L’Etat interpellé par les élus parisiens

Inquiet pour la sécurité et jugeant leurs « conditions indignes d’une grande capitale européenne », le groupe écologiste, par la voix de Nour Durand-Raucher, a interpellé le préfet de police ce mercredi, lors des questions d’actualité du Conseil de Paris, de même que Ian Brossat. L’adjoint au logement a pointé « des méthodes d’intimidation de harcèlement et violence qui n’ont pas leur place dans notre république. « Cette situation est évidemment connue » de nous et d’un point de vue sécuritaire nous avons décidé de renforcer les rondes et les patrouilles » a répondu Laurent Nunez, sans s’exprimer sur une mise à l’abri, qui relève du préfet de région, Marc Guillaume.

Ce dernier a été interpellé lundi soir par un vœu de l’exécutif, reprenant une proposition des écologistes. « La prise en charge de ces jeunes fait partie des obligations de l’Etat », a rappelé ce mercredi Nour Durand-Raucher. « La très grande majorité des mineurs qui ont fait un recours sont au final reconnu mineurs, ils sont légalement sur le territoire, la préfecture doit les protéger et les mettre à l’abri dans des hébergements pérennes », a complété Laurent Sorel, conseiller de Paris adhérent chez LFI.

Extrait d'un fichier de données
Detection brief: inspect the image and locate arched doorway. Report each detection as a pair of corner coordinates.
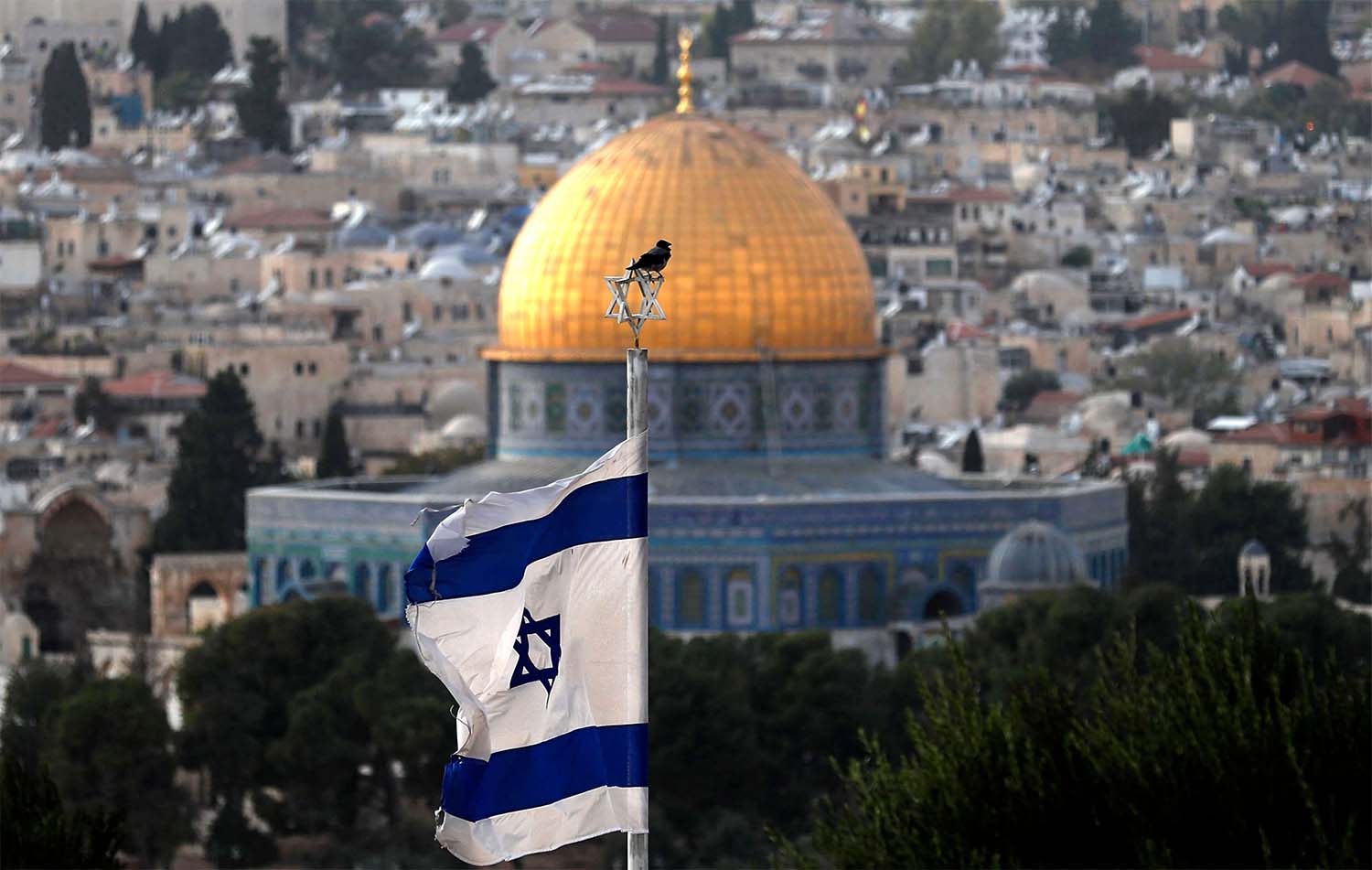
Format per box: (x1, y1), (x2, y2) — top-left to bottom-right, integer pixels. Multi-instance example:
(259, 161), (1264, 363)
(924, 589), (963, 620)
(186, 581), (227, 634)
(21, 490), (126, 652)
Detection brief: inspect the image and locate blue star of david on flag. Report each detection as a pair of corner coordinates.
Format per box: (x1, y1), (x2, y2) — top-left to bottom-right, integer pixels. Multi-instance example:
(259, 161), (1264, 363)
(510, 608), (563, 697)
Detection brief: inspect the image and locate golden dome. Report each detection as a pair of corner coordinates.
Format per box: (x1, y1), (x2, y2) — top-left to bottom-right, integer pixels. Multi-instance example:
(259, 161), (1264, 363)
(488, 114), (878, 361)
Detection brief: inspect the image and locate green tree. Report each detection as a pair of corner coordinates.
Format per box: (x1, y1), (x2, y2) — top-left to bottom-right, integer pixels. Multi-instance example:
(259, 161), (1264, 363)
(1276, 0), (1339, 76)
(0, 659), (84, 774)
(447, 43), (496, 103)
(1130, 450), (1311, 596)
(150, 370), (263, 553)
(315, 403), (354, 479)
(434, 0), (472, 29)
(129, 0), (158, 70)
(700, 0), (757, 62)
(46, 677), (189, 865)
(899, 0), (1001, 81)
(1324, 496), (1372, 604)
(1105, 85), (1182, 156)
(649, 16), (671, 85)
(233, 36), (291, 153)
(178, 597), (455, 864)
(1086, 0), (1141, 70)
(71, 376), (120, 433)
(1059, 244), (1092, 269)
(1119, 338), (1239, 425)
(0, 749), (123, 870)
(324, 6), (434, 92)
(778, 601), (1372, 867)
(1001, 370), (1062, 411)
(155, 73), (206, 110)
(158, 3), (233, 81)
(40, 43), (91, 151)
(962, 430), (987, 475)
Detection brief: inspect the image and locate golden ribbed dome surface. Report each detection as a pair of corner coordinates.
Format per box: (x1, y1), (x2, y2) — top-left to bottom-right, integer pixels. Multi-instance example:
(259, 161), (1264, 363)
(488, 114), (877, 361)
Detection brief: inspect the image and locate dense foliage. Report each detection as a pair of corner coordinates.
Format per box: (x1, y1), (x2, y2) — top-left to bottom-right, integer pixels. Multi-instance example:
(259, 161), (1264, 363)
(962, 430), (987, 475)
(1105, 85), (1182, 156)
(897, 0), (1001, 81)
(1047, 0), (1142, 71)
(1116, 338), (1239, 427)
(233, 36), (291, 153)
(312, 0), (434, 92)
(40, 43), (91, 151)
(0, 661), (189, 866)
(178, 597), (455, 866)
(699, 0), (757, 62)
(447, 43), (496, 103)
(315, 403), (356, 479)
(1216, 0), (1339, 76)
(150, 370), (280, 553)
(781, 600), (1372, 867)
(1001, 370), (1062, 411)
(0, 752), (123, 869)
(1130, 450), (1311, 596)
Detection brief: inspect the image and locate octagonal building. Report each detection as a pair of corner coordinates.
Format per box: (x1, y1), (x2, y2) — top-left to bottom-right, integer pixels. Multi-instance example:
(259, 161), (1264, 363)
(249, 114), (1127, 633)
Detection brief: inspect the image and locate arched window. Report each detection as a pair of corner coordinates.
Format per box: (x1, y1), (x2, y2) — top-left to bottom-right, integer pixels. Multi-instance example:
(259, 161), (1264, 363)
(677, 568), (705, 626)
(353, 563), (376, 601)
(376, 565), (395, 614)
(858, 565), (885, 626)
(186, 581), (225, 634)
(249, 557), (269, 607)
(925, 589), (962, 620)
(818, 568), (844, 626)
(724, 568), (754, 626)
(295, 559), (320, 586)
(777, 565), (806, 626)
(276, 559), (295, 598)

**Tâches à réaliser**
**1)** D'après l'extrait, quelle décision Laurent Nunez déclare-t-il avoir prise d'un point de vue sécuritaire ?
**2)** Modifiez le passage de l'extrait allant de "Ce dernier a" jusqu'à "adhérent chez LFI." inclus, en y substituant "durables" à "pérennes".
Veuillez vous fonder exclusivement sur l'extrait.

**Réponses dans l'ordre**
**1)** Renforcer les rondes et les patrouilles.

**2)**
Ce dernier a été interpellé lundi soir par un vœu de l’exécutif, reprenant une proposition des écologistes. « La prise en charge de ces jeunes fait partie des obligations de l’Etat », a rappelé ce mercredi Nour Durand-Raucher. « La très grande majorité des mineurs qui ont fait un recours sont au final reconnu mineurs, ils sont légalement sur le territoire, la préfecture doit les protéger et les mettre à l’abri dans des hébergements durables », a complété Laurent Sorel, conseiller de Paris adhérent chez LFI.